[Items listed in a dataset]
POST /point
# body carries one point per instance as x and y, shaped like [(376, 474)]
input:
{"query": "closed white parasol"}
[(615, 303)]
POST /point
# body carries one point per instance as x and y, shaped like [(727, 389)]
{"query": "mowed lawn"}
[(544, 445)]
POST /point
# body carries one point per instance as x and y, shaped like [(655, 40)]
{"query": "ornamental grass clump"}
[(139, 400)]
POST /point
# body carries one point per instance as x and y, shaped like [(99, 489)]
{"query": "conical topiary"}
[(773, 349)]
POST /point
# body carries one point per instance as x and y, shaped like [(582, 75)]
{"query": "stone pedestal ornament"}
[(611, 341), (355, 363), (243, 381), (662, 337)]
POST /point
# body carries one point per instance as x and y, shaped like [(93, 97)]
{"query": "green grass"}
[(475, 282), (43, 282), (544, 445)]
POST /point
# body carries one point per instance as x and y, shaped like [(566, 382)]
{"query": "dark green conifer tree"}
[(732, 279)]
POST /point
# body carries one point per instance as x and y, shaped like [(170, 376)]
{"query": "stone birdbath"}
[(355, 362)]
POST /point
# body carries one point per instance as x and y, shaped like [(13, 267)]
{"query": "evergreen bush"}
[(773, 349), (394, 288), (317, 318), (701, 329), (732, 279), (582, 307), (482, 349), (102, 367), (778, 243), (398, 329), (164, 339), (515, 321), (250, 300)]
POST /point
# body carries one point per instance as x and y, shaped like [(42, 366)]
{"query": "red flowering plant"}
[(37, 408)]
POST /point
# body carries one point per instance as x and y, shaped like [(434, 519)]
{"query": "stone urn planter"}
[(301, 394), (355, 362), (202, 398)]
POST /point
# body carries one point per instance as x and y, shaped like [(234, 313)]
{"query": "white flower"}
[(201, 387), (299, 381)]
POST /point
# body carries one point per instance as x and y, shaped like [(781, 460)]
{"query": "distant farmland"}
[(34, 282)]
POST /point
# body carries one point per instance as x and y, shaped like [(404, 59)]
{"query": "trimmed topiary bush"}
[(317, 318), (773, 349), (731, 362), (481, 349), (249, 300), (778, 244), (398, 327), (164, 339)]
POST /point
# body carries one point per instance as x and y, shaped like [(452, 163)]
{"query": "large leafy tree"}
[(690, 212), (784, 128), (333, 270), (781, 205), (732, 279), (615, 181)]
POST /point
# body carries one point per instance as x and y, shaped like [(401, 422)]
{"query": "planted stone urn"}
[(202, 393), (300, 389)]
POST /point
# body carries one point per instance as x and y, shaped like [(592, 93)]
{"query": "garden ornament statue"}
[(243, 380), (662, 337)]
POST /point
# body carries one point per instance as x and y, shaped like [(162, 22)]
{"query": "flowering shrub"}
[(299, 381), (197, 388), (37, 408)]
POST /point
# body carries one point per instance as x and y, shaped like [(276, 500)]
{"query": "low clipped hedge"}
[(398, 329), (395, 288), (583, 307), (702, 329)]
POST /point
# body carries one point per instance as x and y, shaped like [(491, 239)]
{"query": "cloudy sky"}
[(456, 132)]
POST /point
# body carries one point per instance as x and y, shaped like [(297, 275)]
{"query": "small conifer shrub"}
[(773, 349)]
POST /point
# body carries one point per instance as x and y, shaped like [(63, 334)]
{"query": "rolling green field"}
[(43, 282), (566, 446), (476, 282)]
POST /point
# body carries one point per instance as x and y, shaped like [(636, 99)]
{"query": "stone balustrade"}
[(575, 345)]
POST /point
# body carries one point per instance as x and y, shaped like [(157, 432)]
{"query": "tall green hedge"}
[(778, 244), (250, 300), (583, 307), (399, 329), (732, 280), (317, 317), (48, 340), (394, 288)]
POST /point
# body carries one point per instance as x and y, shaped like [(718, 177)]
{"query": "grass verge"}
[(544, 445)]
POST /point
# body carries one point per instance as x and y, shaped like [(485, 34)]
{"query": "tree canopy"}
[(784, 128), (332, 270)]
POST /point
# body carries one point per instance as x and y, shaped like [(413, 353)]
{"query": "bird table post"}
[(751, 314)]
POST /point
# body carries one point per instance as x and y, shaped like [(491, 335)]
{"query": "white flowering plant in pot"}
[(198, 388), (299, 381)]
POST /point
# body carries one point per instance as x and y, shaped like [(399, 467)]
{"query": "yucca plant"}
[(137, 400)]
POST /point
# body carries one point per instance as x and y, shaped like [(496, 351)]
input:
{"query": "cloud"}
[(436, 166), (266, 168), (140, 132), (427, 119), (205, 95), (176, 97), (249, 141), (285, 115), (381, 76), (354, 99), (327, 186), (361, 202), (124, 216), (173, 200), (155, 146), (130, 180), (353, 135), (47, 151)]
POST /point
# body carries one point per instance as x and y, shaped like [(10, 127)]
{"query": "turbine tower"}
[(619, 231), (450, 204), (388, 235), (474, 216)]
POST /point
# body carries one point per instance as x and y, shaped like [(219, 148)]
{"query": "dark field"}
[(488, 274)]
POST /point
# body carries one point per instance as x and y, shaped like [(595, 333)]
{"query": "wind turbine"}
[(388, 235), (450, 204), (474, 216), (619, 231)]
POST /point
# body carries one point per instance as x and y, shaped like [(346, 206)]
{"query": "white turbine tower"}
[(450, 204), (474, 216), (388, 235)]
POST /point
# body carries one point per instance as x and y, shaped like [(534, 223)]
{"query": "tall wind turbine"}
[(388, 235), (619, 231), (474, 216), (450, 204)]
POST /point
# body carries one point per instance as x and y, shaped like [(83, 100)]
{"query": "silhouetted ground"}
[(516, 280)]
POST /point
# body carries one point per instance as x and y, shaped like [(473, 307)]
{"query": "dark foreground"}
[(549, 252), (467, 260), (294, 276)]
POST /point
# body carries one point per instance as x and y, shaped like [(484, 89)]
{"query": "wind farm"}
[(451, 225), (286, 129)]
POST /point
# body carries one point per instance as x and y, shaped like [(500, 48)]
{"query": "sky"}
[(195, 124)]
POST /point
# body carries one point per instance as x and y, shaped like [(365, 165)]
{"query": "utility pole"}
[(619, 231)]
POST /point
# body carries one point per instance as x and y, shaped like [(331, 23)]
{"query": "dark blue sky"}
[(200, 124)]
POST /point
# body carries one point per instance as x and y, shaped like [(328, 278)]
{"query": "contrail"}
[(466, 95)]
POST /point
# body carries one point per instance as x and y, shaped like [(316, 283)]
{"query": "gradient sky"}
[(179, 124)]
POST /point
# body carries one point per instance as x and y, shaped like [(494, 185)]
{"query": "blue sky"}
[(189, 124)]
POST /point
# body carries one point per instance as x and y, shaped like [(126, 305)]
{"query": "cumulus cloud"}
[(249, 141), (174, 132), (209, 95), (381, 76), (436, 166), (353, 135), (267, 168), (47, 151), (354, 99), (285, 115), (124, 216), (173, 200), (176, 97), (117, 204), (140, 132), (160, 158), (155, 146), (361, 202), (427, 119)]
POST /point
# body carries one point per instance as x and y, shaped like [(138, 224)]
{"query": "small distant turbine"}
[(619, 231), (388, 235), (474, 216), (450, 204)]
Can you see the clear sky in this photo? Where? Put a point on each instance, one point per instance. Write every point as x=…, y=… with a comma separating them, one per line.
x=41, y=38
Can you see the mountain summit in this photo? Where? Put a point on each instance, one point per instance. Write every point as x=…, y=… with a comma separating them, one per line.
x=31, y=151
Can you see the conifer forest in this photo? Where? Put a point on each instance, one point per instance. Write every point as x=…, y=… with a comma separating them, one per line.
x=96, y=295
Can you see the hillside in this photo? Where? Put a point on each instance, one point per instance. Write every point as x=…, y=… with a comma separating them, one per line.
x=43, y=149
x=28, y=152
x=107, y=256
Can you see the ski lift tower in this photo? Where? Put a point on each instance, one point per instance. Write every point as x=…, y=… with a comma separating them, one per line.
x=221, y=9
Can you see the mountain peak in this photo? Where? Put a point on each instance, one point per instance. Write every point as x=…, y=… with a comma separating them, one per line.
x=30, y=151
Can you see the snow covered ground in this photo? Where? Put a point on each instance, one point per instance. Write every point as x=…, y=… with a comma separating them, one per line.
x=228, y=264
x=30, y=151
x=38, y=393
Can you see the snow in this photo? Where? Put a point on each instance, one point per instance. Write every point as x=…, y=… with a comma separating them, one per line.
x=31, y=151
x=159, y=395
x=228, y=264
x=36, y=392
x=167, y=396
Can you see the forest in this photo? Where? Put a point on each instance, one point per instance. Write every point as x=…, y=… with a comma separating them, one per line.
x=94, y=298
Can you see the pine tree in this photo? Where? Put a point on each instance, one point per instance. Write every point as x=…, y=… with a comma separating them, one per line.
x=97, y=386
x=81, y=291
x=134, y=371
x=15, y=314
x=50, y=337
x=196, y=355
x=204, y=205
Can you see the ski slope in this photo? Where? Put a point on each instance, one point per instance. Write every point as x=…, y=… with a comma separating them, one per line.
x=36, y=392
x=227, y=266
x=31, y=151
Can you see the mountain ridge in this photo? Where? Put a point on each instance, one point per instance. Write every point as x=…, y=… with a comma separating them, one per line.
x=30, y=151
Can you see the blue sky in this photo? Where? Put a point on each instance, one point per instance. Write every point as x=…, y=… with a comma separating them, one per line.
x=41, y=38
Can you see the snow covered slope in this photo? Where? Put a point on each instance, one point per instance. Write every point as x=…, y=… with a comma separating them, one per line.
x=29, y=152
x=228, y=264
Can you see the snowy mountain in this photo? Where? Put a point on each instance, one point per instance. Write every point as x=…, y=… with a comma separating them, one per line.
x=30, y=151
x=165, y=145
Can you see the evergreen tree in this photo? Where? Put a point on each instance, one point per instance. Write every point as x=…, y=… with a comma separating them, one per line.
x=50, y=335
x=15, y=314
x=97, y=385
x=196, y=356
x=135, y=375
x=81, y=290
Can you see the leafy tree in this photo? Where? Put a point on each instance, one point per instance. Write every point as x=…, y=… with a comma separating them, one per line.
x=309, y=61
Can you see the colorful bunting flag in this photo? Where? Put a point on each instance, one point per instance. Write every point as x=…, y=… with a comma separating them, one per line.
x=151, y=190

Your objective: Give back exactly the lines from the one that contains "Can you see the blue" to the end of the data above, both of those lines included.

Reply:
Can you see the blue sky in this photo? Where? Put a point on each instance, one point per instance. Write every point as x=…, y=… with a comma separating them, one per line.
x=41, y=38
Can you see the snow covered slope in this photo? Where? Put a point on each instance, one point per instance. Write every point as x=…, y=… with a comma separating them, one per line.
x=29, y=152
x=228, y=264
Can you see the snowy mountain in this photo? Where? Put a point on each instance, one point per instance. Write every point as x=…, y=… with a comma separating them, one per line.
x=30, y=151
x=165, y=145
Can you see the evergreen tree in this photo? Where? Put a point on each instance, one point per instance. Write every point as x=…, y=… with a comma separating them, one per line.
x=50, y=335
x=15, y=314
x=97, y=385
x=196, y=356
x=135, y=375
x=81, y=290
Can you see the leafy tree in this photo? Where? Put a point on each instance, one point per instance. Write every point as x=…, y=… with a comma separating them, one per line.
x=309, y=61
Can you see the colorful bunting flag in this photo? Where? Put a point on each instance, one point per instance. Write every point as x=…, y=… with a comma separating them, one per line.
x=151, y=190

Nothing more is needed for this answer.